+++ DATA SHOWN

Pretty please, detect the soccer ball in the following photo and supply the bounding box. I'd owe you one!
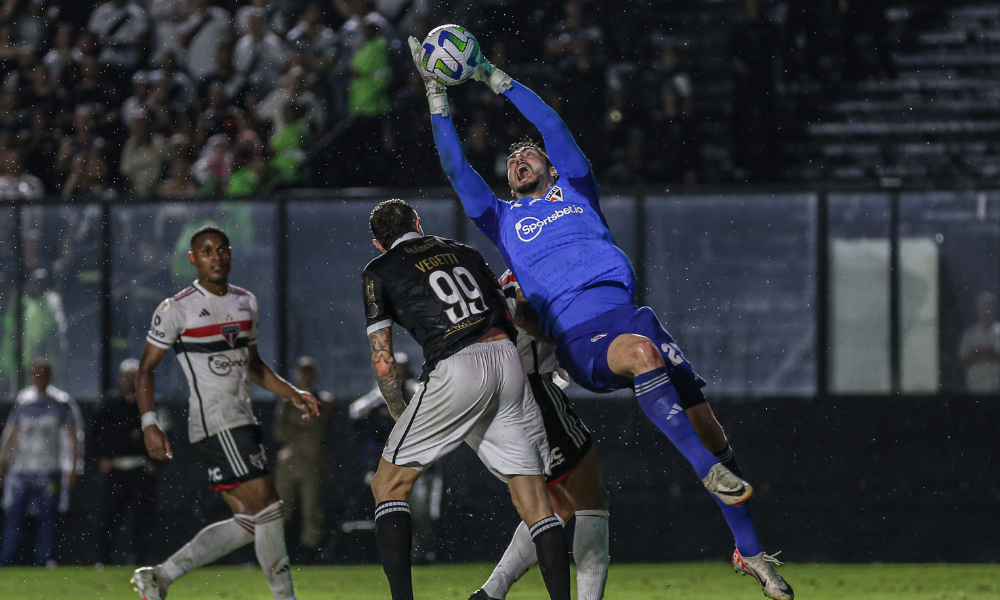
[418,24,482,86]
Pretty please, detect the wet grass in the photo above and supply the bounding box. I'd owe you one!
[0,562,997,599]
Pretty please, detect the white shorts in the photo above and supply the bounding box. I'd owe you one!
[383,339,551,481]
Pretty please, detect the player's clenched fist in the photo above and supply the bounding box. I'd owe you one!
[143,424,173,460]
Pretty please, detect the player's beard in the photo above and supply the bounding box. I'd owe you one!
[513,170,543,195]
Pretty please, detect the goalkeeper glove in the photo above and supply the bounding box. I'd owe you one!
[407,36,450,117]
[471,55,513,95]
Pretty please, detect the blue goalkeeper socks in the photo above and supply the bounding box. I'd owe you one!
[712,445,762,556]
[634,368,719,479]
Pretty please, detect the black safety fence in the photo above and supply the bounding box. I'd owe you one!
[2,187,999,402]
[1,187,999,565]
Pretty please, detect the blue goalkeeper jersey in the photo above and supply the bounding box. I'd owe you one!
[432,82,636,339]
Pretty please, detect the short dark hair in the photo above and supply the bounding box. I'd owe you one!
[370,199,418,250]
[190,224,230,249]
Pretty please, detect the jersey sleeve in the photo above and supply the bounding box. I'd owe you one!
[431,113,502,240]
[147,297,184,349]
[363,270,393,335]
[504,81,593,183]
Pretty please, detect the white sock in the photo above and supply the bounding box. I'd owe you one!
[158,514,255,584]
[254,501,296,600]
[573,510,610,600]
[482,515,564,599]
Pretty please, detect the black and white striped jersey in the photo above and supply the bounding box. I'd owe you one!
[147,280,259,443]
[499,270,559,376]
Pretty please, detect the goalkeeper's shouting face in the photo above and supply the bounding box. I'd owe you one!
[506,142,558,198]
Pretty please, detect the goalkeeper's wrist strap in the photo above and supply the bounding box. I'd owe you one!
[140,411,158,430]
[487,68,513,95]
[427,90,450,117]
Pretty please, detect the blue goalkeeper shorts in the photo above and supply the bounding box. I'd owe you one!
[555,304,707,408]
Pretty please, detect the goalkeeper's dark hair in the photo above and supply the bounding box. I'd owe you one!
[190,224,230,249]
[370,199,419,250]
[508,137,552,168]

++++++

WORK TO BE COMPLETED:
Give back the whole listing exactly; no pictures.

WRITTEN SOLUTION:
Pretty please, detect the soccer ball in the following photo and supply the bounding box. I'd owe you one!
[418,24,482,86]
Pretty please, detect the wet grass in the photo above and supply the bounding box. I'd owe you one!
[0,562,997,599]
Pretty please, detect the white shorts in the photo above and supply the bounding box. I'd owe you one!
[383,339,551,481]
Pretty please, detect the player's clenched fist in the photo above and supply the bounding box. I'd owe you one!
[143,424,173,460]
Pretty please, detect the player's beard in the photo above and supply the bounding box. I'd owe you one!
[513,170,543,195]
Pretty please, detect the goalkeeper glove in the photo above and supply the bounding box. I'd owe you one!
[407,36,450,117]
[471,55,513,95]
Pretty please, detect the blue goalkeeper socks in the photo above and supply the bounding box. I'd owe you one!
[712,445,762,556]
[634,368,719,479]
Pretty please, detect the black safety fence in the photo above and supply the bounding box. I'd owe you one!
[2,187,999,402]
[1,187,999,565]
Pretty please, detect the blue goalkeeper jersey in the photo above and supply the bounding box. I'd owe you one!
[432,82,636,339]
Pretty please, detect the short dark hair in the photo above and supply the bounding box. I'd owe you one!
[370,199,418,250]
[190,224,230,249]
Pretty please, detect the jersey sleeve in the photo above and supply the bounding box. I'd owe you one!
[431,113,502,240]
[147,297,184,349]
[363,270,393,335]
[504,81,593,183]
Pretty please, detect the white sock in the photo above and supply the bounding box. I'd owe you one!
[158,514,255,584]
[254,501,296,600]
[573,510,610,600]
[482,515,564,599]
Pretty please, detect the black and white striped jersey in the photo above and supply the bounding box. I'd owe you one!
[147,280,259,443]
[499,270,559,376]
Pretty please, detect the goalkeeper's shouting face in the photo above and supply the bounding box. I'd owe you one!
[506,142,558,198]
Pretty please, detect the goalkeeper's wrist strap in the photo above and supply the bounding box. I'd owe you one!
[140,411,158,430]
[487,68,513,95]
[427,90,450,117]
Pretty please, detect the blue goalkeeper shorts in the photo above and supply the bounding box. I'd owe you one!
[555,304,707,408]
Pretty please, detect the goalkeeper's dark hair in the photo above and supply the bounding box. I'd owe you one!
[190,224,230,249]
[370,199,419,250]
[508,137,552,168]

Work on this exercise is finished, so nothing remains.